» **Yapılacaklar**:
**A.** Lütfen Ali Babacan haberinden "Babacan şu ifadeleri" ile "hiçbir faizden bahsetmiyor." arasındaki kısmı, bu ifadeler de dahil olmak üzere, aynen alıntılayın.
**B.** Ali Babacan haberine göre Babacan hangi kanalda, hangi programda konuştu?

» **Okuma Metni**:
++++++++++++++++++++

Ali Babacan: Eğer bir ittifak olursa partilerin tek bir adayla girmesini biz de destekleriz

Ali Babacan: Eğer bir ittifak olursa partilerin tek bir adayla girmesini biz de destekleriz

DEVA Partisi Genel Başkanı Ali Babacan, cumhurbaşkanlığı seçimine ilişkin olarak, "Eğer bir ittifak olursa, ittifak yapacak partilerin tek bir adayla girmesini biz de destekleriz." dedi.

Babacan, FOX TV'de Çalar Saat programında konuştu. Babacan, "Biz şu an bir ittifakta değiliz ama parlamenter sistem isteyen partilerden biriyiz. Eğer bir ittifak olursa, ittifak yapacak partilerin tek bir adayla girmesini biz de destekleriz. Ama ayrı ayrı seçime gireceksek her partinin genel başkanı aday olur"açıklamasını yaptı. 

Babacan şu ifadeleri kullandı: 

"Döviz kurunun buralarda durabilmesi için Merkez Bankası'nın (MB) bağımsız olması lazım. MB şuan bağımsız değil, Cumhurbaşkanının talimatıyla bir sürü hata yapıyor. Cumhurbaşkanı akıl dışı hareket ettiği için zaten dikkat ederseniz nas kelimesini kullanıyor devamlı. Çünkü rasyonel bir açıklama getiremiyor. Şimdi Merkez Bankası'nın faizi düştü, peki esnafın faizi ne oldu? Bakın sadece ticari kredi faizi yüzde 18'den 24'e çıktı, sadece aralıkta. Cumhurbaşkanı, Merkez Bankası dışında hiçbir faizden bahsetmiyor.

Tarımsal kredilerin tamamı ne kadar dersiniz 2022'nin bütçesinde? 25 milyar. Peki faize ne kadar ödeniyor? Tam 240 milyar.

++++++++++++++++++++

» **Kayıtlı Veriler**:

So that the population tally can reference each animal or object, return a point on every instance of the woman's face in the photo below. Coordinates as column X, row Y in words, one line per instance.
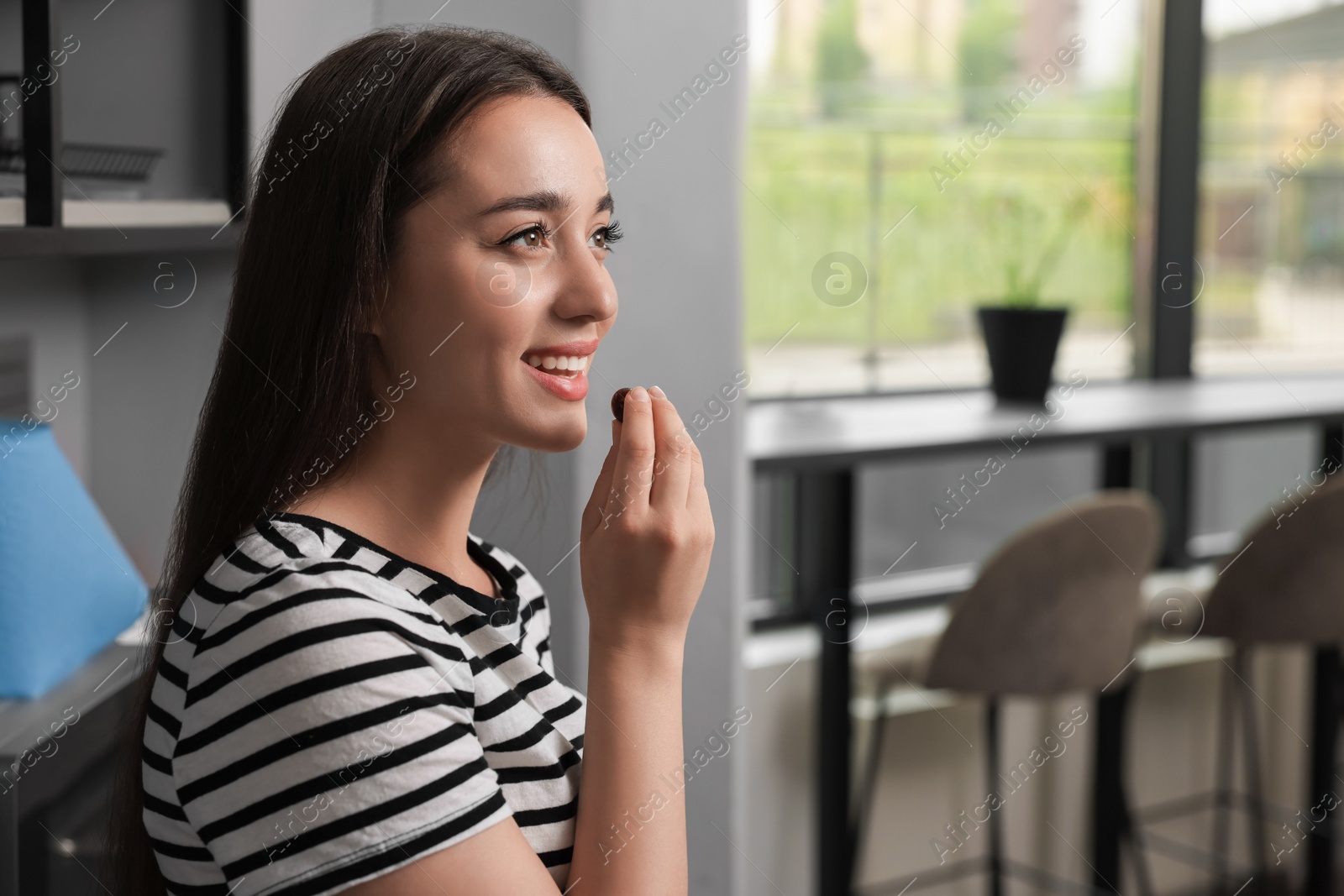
column 501, row 269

++++++++++++++++++++

» **Görev Yanıtları**:
**A.**
Babacan şu ifadeleri kullandı: 

"Döviz kurunun buralarda durabilmesi için Merkez Bankası'nın (MB) bağımsız olması lazım. MB şuan bağımsız değil, Cumhurbaşkanının talimatıyla bir sürü hata yapıyor. Cumhurbaşkanı akıl dışı hareket ettiği için zaten dikkat ederseniz nas kelimesini kullanıyor devamlı. Çünkü rasyonel bir açıklama getiremiyor. Şimdi Merkez Bankası'nın faizi düştü, peki esnafın faizi ne oldu? Bakın sadece ticari kredi faizi yüzde 18'den 24'e çıktı, sadece aralıkta. Cumhurbaşkanı, Merkez Bankası dışında hiçbir faizden bahsetmiyor.

**B.** FOX TV'de, Çalar Saat programında konuştu.